-------- INFORMATION PROVIDED

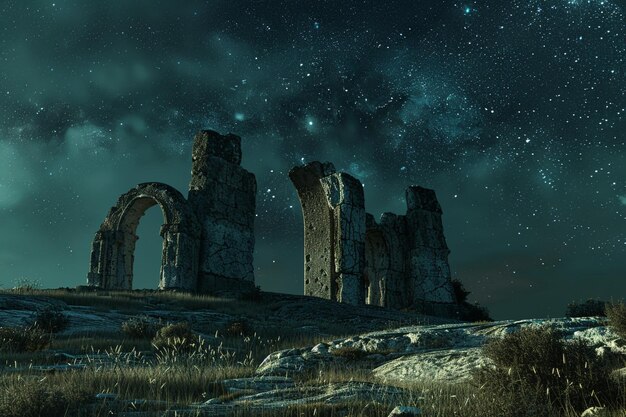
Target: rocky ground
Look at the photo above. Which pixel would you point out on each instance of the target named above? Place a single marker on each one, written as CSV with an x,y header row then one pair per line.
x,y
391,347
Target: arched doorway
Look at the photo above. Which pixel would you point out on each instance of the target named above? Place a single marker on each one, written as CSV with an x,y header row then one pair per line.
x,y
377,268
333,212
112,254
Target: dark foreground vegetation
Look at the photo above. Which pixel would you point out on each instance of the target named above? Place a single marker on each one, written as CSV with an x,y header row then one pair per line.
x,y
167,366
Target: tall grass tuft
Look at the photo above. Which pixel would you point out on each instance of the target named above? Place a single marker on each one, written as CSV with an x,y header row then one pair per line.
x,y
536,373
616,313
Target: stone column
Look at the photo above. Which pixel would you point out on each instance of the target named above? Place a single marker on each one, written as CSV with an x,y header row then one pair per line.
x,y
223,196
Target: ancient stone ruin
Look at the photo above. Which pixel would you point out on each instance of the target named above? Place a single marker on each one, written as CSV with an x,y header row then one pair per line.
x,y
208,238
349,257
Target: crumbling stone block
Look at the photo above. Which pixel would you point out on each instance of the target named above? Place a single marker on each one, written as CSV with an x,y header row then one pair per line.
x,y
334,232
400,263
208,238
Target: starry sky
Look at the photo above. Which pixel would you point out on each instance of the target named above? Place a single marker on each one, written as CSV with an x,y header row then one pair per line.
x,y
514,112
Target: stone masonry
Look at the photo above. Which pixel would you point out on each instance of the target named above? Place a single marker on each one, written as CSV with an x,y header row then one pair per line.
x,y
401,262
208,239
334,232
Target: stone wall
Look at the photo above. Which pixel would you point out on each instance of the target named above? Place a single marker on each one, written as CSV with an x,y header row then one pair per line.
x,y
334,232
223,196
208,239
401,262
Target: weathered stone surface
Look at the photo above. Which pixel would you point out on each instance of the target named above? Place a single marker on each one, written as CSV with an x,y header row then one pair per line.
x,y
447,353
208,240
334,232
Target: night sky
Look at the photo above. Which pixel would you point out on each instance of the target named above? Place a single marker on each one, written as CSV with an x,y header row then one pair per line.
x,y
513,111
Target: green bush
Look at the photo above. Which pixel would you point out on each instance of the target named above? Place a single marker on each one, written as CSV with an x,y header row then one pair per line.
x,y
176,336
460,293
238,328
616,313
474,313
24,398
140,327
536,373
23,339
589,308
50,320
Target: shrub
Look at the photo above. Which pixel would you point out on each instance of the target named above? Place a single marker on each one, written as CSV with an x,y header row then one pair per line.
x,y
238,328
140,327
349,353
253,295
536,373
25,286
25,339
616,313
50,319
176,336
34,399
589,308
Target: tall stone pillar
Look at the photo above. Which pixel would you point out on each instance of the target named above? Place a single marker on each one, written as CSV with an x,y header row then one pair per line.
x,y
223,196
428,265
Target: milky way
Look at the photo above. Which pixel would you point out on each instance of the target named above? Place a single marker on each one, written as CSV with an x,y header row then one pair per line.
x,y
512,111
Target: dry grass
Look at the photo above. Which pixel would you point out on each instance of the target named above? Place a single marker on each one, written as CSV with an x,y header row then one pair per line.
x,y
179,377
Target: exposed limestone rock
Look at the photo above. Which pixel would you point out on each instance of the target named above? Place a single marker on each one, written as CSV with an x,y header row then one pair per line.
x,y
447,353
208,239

----------------
-------- INFORMATION PROVIDED

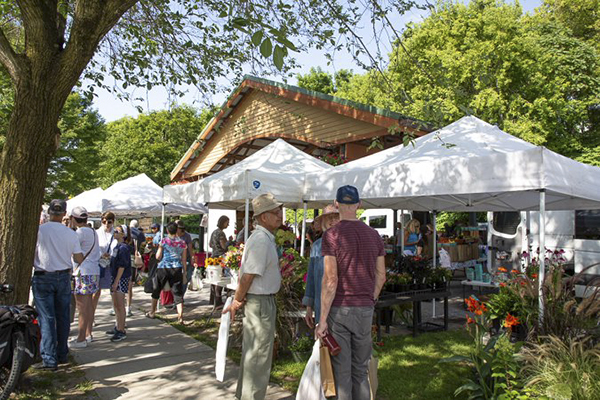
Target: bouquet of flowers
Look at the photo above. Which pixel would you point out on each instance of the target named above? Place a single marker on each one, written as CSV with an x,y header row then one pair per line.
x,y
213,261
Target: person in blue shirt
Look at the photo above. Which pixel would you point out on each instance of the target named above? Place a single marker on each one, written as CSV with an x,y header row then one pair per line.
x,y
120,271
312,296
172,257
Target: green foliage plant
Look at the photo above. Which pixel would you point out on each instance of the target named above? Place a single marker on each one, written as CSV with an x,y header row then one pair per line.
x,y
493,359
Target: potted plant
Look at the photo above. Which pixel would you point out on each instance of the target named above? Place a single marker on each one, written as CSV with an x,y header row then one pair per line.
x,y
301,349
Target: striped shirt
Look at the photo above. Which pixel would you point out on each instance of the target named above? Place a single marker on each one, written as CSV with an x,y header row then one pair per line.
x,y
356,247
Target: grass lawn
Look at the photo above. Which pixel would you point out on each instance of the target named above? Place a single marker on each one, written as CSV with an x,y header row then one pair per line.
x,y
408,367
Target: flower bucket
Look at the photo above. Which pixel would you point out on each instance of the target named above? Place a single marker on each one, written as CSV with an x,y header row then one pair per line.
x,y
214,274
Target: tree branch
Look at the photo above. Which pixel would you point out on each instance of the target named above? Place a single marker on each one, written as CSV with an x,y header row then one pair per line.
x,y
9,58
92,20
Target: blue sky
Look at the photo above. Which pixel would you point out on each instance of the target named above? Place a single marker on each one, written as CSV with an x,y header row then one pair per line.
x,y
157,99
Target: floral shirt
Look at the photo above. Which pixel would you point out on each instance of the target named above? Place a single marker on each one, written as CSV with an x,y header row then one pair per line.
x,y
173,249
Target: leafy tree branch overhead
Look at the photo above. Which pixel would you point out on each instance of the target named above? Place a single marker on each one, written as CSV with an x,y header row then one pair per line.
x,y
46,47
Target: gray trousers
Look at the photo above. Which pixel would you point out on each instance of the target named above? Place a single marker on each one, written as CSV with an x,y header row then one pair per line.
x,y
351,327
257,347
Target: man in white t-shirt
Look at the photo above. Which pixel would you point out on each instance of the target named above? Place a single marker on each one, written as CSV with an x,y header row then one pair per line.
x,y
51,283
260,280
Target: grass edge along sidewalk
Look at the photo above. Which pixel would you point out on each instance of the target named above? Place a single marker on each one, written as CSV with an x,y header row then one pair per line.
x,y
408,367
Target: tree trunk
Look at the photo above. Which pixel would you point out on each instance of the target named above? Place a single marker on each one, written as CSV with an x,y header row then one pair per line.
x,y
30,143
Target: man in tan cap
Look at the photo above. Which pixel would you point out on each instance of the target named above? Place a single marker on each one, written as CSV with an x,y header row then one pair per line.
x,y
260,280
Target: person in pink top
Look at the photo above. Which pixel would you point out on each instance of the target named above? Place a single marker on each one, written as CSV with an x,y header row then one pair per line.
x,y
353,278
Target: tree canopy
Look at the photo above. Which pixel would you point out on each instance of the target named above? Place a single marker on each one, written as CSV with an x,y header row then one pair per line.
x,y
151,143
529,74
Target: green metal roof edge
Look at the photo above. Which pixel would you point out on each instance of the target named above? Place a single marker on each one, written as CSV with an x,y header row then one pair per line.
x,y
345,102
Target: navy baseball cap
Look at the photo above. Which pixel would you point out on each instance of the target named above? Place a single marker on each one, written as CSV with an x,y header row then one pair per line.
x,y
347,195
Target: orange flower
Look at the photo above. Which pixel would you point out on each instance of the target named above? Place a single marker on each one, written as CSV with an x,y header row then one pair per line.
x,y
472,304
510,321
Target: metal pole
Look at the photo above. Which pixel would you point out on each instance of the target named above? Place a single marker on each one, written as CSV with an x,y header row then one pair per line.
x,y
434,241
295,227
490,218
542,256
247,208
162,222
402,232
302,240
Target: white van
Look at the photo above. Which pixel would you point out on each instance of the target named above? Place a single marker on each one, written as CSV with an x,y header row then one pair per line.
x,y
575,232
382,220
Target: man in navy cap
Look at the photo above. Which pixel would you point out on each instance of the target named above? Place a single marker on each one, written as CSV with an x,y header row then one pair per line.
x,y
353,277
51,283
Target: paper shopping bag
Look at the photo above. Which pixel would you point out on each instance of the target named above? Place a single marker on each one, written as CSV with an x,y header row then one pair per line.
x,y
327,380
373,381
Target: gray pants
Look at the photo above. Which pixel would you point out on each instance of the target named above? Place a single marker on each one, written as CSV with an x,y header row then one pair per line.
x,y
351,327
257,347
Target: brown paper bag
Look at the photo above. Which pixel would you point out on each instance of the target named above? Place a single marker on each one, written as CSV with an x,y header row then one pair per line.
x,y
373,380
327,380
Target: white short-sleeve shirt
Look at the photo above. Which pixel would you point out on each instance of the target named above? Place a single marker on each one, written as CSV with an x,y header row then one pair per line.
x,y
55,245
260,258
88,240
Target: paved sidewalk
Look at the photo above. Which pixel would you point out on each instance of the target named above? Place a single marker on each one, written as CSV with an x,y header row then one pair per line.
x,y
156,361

----------------
-------- INFORMATION PROVIDED

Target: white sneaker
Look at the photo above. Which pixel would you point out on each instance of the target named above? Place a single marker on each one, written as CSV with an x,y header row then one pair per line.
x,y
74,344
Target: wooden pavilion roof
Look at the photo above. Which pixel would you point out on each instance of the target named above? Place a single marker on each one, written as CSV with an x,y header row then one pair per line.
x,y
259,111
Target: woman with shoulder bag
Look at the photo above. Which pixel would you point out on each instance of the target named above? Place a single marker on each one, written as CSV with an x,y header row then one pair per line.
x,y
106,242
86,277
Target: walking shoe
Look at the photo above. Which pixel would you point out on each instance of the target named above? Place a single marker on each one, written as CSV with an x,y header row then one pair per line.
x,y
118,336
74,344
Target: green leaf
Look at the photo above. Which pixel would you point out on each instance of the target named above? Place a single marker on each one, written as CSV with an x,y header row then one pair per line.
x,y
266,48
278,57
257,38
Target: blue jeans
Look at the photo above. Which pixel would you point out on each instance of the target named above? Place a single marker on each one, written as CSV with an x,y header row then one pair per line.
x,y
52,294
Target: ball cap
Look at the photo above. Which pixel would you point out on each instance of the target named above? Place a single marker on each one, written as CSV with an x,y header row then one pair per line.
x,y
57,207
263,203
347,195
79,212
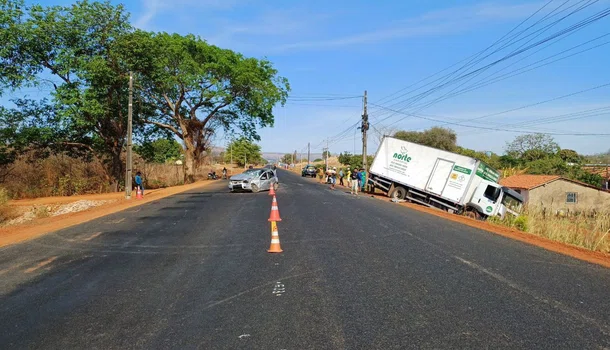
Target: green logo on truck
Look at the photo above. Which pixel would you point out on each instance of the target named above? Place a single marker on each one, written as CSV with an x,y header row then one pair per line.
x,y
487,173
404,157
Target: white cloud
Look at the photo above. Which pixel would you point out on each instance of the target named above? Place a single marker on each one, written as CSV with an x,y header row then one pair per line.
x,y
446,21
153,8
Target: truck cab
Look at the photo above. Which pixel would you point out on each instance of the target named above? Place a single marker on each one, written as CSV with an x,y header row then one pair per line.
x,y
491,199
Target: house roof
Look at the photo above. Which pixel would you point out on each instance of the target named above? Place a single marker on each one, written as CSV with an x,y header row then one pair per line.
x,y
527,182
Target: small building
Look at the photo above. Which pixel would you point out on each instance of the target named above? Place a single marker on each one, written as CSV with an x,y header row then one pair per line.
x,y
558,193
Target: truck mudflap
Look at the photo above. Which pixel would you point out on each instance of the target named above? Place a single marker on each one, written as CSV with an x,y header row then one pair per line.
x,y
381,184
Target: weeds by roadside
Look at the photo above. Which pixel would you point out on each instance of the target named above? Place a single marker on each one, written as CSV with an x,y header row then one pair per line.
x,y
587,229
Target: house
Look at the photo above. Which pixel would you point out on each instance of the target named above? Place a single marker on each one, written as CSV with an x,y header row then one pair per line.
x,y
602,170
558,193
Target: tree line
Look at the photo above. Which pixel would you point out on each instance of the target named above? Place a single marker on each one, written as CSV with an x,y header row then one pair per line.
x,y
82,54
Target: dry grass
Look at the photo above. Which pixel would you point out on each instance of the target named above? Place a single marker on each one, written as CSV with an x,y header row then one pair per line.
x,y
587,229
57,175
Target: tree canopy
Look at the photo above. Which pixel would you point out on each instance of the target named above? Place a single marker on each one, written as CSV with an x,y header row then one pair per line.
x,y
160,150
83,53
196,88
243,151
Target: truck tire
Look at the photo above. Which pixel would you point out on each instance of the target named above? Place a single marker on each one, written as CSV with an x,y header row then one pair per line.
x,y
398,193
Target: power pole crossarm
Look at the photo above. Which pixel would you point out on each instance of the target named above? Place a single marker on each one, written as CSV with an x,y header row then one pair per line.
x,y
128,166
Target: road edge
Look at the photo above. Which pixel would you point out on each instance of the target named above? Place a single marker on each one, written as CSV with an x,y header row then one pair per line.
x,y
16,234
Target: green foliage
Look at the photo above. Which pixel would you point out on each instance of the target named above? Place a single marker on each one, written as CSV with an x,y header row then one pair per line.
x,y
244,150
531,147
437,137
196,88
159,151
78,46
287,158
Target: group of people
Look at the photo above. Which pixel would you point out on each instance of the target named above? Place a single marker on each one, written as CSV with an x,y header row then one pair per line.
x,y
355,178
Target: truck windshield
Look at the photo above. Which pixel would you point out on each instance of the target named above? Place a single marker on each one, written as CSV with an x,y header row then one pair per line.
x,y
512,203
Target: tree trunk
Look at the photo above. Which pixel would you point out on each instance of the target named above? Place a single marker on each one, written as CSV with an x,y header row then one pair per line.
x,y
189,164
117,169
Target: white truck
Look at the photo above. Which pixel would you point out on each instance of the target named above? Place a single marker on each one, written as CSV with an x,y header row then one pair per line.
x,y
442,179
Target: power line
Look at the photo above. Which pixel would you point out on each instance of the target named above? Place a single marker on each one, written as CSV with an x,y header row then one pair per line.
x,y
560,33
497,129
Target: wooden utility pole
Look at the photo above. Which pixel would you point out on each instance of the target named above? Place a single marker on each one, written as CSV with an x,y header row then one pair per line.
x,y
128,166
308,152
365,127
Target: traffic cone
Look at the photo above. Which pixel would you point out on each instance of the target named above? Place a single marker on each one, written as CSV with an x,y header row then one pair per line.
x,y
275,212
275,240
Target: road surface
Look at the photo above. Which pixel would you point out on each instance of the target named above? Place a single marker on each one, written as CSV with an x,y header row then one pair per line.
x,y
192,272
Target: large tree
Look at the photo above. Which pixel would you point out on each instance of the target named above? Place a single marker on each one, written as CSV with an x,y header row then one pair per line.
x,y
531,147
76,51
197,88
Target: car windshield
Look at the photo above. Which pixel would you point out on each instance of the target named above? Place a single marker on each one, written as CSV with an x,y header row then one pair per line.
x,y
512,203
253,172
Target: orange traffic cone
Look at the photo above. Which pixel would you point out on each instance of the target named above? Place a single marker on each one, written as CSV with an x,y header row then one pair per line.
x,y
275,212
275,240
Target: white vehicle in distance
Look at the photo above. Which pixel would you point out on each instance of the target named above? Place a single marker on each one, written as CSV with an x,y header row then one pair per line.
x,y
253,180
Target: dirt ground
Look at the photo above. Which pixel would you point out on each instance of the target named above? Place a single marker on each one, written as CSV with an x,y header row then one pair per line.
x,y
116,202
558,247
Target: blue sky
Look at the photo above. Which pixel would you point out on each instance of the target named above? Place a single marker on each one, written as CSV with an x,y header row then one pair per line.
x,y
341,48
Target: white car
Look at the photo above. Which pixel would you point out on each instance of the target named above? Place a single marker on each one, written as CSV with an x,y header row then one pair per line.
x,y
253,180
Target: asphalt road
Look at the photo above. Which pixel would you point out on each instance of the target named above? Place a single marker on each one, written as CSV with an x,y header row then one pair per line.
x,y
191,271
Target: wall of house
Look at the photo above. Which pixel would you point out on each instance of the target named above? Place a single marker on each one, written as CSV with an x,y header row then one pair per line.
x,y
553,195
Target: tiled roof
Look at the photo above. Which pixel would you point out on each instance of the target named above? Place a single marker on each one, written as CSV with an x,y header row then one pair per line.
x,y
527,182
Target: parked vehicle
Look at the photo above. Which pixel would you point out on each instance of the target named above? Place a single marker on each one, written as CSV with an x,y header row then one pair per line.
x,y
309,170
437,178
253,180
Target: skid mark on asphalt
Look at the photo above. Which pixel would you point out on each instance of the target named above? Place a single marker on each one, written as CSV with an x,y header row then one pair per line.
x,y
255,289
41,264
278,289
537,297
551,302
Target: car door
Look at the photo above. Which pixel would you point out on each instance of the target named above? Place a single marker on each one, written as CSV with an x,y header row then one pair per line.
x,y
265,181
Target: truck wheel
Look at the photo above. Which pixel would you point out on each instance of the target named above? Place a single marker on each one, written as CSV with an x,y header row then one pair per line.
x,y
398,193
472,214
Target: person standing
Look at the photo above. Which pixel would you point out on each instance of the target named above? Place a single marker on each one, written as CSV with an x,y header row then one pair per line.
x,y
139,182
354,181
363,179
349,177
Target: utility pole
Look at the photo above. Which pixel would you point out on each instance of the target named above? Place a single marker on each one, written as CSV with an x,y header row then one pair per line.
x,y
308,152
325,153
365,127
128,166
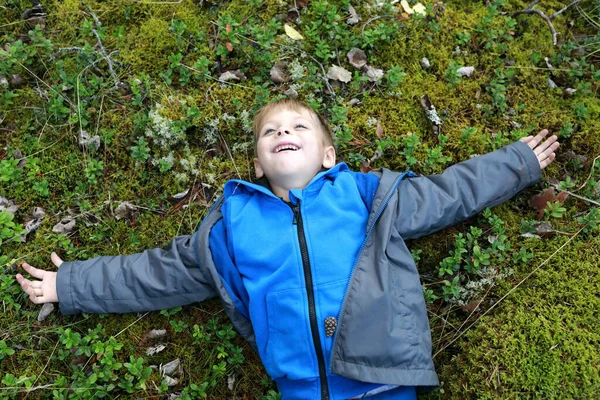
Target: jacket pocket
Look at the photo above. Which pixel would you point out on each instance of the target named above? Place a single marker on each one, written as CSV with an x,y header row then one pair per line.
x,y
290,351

----------------

▶ [STATED GOAL]: Gather every line in the entries above that contains the word "branch", and copy each one in full. Case counts.

▶ [WRITTEN SOLUTION]:
Target: tree branch
Target: leafy tree branch overhead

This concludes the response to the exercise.